Task item:
Every line below should be duplicated exactly.

Record extracts:
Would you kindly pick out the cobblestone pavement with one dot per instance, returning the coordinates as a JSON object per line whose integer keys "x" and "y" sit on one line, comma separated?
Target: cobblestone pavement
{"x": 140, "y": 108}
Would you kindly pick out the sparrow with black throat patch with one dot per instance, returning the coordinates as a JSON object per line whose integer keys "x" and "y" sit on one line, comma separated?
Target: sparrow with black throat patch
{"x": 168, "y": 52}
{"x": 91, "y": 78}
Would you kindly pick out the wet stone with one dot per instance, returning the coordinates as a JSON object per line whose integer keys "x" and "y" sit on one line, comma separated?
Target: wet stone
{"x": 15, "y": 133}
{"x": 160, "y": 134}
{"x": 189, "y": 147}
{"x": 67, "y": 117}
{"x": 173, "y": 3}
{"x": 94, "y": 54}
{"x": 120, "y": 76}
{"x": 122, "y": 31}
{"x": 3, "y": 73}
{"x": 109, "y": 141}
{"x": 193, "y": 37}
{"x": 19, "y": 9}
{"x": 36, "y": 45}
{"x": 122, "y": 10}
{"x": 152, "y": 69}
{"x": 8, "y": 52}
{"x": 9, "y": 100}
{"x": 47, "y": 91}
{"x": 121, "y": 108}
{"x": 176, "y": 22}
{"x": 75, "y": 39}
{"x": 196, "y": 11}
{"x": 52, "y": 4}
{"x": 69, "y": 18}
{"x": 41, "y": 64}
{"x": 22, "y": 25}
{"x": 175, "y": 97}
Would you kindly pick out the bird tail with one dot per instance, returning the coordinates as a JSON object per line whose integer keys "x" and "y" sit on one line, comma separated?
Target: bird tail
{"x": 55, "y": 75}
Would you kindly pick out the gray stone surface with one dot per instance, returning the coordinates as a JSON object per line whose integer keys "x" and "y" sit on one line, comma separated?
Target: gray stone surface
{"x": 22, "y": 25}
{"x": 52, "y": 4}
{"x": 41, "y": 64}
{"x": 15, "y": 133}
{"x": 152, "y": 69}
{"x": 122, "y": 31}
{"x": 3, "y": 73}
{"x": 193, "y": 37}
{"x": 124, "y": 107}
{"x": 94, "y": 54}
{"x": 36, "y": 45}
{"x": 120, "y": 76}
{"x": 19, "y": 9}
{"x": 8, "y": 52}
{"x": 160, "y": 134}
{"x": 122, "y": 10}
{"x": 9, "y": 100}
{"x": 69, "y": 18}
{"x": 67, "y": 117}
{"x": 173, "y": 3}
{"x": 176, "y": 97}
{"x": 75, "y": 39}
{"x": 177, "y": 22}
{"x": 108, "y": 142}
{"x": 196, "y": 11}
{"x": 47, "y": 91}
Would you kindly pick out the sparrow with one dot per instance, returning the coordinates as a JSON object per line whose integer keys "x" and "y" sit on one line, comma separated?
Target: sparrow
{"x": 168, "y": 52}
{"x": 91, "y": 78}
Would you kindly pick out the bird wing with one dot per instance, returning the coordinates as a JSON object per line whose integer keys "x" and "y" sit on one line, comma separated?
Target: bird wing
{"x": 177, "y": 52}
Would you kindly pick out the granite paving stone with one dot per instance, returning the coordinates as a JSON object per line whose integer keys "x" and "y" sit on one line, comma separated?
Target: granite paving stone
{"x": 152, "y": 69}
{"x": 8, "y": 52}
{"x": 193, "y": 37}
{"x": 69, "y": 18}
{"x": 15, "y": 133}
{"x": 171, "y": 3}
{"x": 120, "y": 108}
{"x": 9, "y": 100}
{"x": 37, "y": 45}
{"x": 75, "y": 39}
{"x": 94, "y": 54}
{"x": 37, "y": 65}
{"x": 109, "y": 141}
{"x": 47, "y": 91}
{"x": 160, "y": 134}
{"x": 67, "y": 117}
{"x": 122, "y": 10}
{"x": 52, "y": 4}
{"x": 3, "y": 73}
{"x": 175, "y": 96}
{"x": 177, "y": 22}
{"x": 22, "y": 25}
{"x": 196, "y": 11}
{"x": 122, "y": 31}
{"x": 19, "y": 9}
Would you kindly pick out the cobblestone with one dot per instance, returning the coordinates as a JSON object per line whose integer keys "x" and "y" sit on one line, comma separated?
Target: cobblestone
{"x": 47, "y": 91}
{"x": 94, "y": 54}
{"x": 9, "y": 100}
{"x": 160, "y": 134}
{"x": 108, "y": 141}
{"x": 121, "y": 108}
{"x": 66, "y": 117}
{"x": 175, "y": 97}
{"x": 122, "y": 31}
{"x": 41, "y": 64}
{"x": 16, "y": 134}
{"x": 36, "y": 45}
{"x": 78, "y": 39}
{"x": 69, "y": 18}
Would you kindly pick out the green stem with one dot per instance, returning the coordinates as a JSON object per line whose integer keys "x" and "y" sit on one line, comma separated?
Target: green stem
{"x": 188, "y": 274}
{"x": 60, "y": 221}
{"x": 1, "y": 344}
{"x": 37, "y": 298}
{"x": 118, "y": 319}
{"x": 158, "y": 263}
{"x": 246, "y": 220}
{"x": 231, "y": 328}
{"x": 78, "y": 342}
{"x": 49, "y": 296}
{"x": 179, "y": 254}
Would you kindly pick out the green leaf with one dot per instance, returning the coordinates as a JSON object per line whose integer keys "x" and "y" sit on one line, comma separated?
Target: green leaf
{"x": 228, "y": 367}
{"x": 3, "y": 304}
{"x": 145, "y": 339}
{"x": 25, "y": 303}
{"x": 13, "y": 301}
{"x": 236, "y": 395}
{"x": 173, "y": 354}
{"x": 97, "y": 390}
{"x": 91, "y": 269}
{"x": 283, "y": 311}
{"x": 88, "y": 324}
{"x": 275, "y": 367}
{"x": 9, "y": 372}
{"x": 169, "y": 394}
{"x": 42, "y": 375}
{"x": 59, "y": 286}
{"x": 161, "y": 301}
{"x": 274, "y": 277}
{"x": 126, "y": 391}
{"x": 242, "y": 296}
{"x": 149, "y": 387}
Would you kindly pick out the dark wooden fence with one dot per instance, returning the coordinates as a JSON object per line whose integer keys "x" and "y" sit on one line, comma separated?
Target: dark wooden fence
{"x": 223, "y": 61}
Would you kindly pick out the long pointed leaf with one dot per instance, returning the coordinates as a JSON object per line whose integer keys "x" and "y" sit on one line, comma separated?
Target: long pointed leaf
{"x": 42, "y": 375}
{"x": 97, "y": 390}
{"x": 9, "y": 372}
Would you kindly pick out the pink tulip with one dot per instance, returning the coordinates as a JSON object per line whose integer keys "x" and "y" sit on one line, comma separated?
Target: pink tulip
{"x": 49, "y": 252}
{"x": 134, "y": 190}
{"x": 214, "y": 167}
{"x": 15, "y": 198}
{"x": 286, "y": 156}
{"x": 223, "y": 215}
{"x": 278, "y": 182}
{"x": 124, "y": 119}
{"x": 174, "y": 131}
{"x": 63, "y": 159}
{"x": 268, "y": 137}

Exercise answer:
Would you kindly pick out the cobblestone pavement with one dot per instance, returning the coordinates as a JSON object per line whose integer keys "x" and "y" sit on one line, comma separated?
Target: cobblestone pavement
{"x": 140, "y": 108}
Would you kindly pick out the sparrow with black throat patch with one dot per instance, returning the coordinates as a JSON object per line whose integer keys "x" and "y" sit on one line, comma separated?
Target: sparrow with black throat patch
{"x": 168, "y": 52}
{"x": 91, "y": 78}
Would you kindly pick out the wet stone with one dot per instance, returning the coordinates as a JSON object per line whose integer keys "x" and "y" sit on one line, comma separated?
Target: wet stone
{"x": 15, "y": 133}
{"x": 160, "y": 134}
{"x": 189, "y": 147}
{"x": 67, "y": 117}
{"x": 173, "y": 3}
{"x": 94, "y": 54}
{"x": 120, "y": 76}
{"x": 122, "y": 31}
{"x": 3, "y": 73}
{"x": 109, "y": 141}
{"x": 193, "y": 37}
{"x": 19, "y": 9}
{"x": 36, "y": 45}
{"x": 122, "y": 10}
{"x": 152, "y": 69}
{"x": 8, "y": 52}
{"x": 9, "y": 100}
{"x": 47, "y": 91}
{"x": 121, "y": 108}
{"x": 176, "y": 22}
{"x": 75, "y": 39}
{"x": 196, "y": 11}
{"x": 52, "y": 4}
{"x": 69, "y": 18}
{"x": 41, "y": 64}
{"x": 22, "y": 25}
{"x": 175, "y": 97}
Would you kindly pick out the bird tail with one dot per instance, returning the coordinates as a JSON object per line whose integer keys "x" and "y" sit on one line, comma separated?
Target: bird tail
{"x": 55, "y": 75}
Would you kindly pick out the gray stone surface with one dot per instance, returning the coordinates as a JSON object per line whose integer keys "x" and "y" sit on one line, comma separated?
Target: gray stone surface
{"x": 22, "y": 25}
{"x": 52, "y": 4}
{"x": 41, "y": 64}
{"x": 15, "y": 133}
{"x": 152, "y": 69}
{"x": 122, "y": 31}
{"x": 3, "y": 73}
{"x": 193, "y": 37}
{"x": 124, "y": 107}
{"x": 94, "y": 54}
{"x": 36, "y": 45}
{"x": 120, "y": 76}
{"x": 19, "y": 9}
{"x": 8, "y": 52}
{"x": 160, "y": 134}
{"x": 122, "y": 10}
{"x": 9, "y": 100}
{"x": 69, "y": 18}
{"x": 67, "y": 117}
{"x": 173, "y": 3}
{"x": 176, "y": 97}
{"x": 75, "y": 39}
{"x": 177, "y": 22}
{"x": 108, "y": 142}
{"x": 196, "y": 11}
{"x": 47, "y": 91}
Would you kindly pick out the sparrow with one dot per instance, returning the coordinates as a JSON object per line whose integer keys "x" and "y" sit on one line, comma separated?
Target: sparrow
{"x": 168, "y": 52}
{"x": 91, "y": 78}
Would you kindly pick out the bird wing with one dot per instance, returning the coordinates as a JSON object per line whose integer keys "x" and "y" sit on one line, comma separated?
Target: bird wing
{"x": 177, "y": 52}
Would you kindly pick out the granite paving stone with one dot per instance, returning the coordinates as a JSON object per line whose integer keys "x" and "y" sit on one line, comma separated?
Target: granite paving stone
{"x": 152, "y": 69}
{"x": 8, "y": 52}
{"x": 193, "y": 37}
{"x": 69, "y": 18}
{"x": 15, "y": 133}
{"x": 171, "y": 3}
{"x": 120, "y": 108}
{"x": 9, "y": 100}
{"x": 37, "y": 45}
{"x": 75, "y": 39}
{"x": 94, "y": 54}
{"x": 37, "y": 65}
{"x": 109, "y": 141}
{"x": 47, "y": 91}
{"x": 160, "y": 134}
{"x": 67, "y": 117}
{"x": 122, "y": 10}
{"x": 52, "y": 4}
{"x": 3, "y": 73}
{"x": 175, "y": 96}
{"x": 177, "y": 22}
{"x": 22, "y": 25}
{"x": 196, "y": 11}
{"x": 122, "y": 31}
{"x": 19, "y": 9}
Would you kindly pick out the cobblestone with one dot per instance, returning the coordinates as a JSON object per line whose integer keys "x" and "y" sit on one line, comma separated?
Target: cobblestone
{"x": 47, "y": 91}
{"x": 94, "y": 54}
{"x": 9, "y": 100}
{"x": 160, "y": 134}
{"x": 108, "y": 141}
{"x": 121, "y": 108}
{"x": 66, "y": 117}
{"x": 175, "y": 97}
{"x": 122, "y": 31}
{"x": 41, "y": 64}
{"x": 16, "y": 134}
{"x": 36, "y": 45}
{"x": 78, "y": 39}
{"x": 69, "y": 18}
Would you kindly pick out the green stem with one dot per instance, returning the coordinates as a JSON object per line whose integer keys "x" and "y" sit on one line, comma separated?
Target: green stem
{"x": 188, "y": 274}
{"x": 60, "y": 221}
{"x": 1, "y": 344}
{"x": 37, "y": 298}
{"x": 118, "y": 319}
{"x": 158, "y": 263}
{"x": 246, "y": 220}
{"x": 231, "y": 328}
{"x": 78, "y": 342}
{"x": 49, "y": 296}
{"x": 179, "y": 254}
Would you kindly pick out the green leaf with one dot per instance, returning the coordinates as a JSON object per line whose integer keys "x" and "y" sit on one line, comma separated?
Target: green leaf
{"x": 228, "y": 367}
{"x": 3, "y": 304}
{"x": 145, "y": 339}
{"x": 25, "y": 303}
{"x": 13, "y": 301}
{"x": 236, "y": 395}
{"x": 173, "y": 354}
{"x": 97, "y": 390}
{"x": 91, "y": 269}
{"x": 283, "y": 311}
{"x": 88, "y": 324}
{"x": 275, "y": 367}
{"x": 9, "y": 372}
{"x": 169, "y": 394}
{"x": 42, "y": 375}
{"x": 59, "y": 286}
{"x": 161, "y": 301}
{"x": 274, "y": 277}
{"x": 126, "y": 391}
{"x": 242, "y": 296}
{"x": 149, "y": 387}
Would you kindly pick out the dark wooden fence with one dot per instance, returning the coordinates as a JSON object per line whose integer keys "x" and "y" sit on one line, comma separated?
Target: dark wooden fence
{"x": 223, "y": 61}
Would you kindly pick out the long pointed leaf with one dot per instance, returning the coordinates as a JSON object per line whose integer keys "x" and "y" sit on one line, comma separated?
Target: long pointed leaf
{"x": 42, "y": 375}
{"x": 97, "y": 390}
{"x": 9, "y": 372}
Would you kindly pick out the pink tulip with one dot per instance, returning the coordinates as a JSON object per line whose integer keys "x" and "y" sit on one line, comma separated?
Target: pink tulip
{"x": 49, "y": 252}
{"x": 134, "y": 190}
{"x": 214, "y": 167}
{"x": 15, "y": 198}
{"x": 286, "y": 156}
{"x": 223, "y": 215}
{"x": 278, "y": 182}
{"x": 124, "y": 119}
{"x": 174, "y": 131}
{"x": 63, "y": 159}
{"x": 268, "y": 137}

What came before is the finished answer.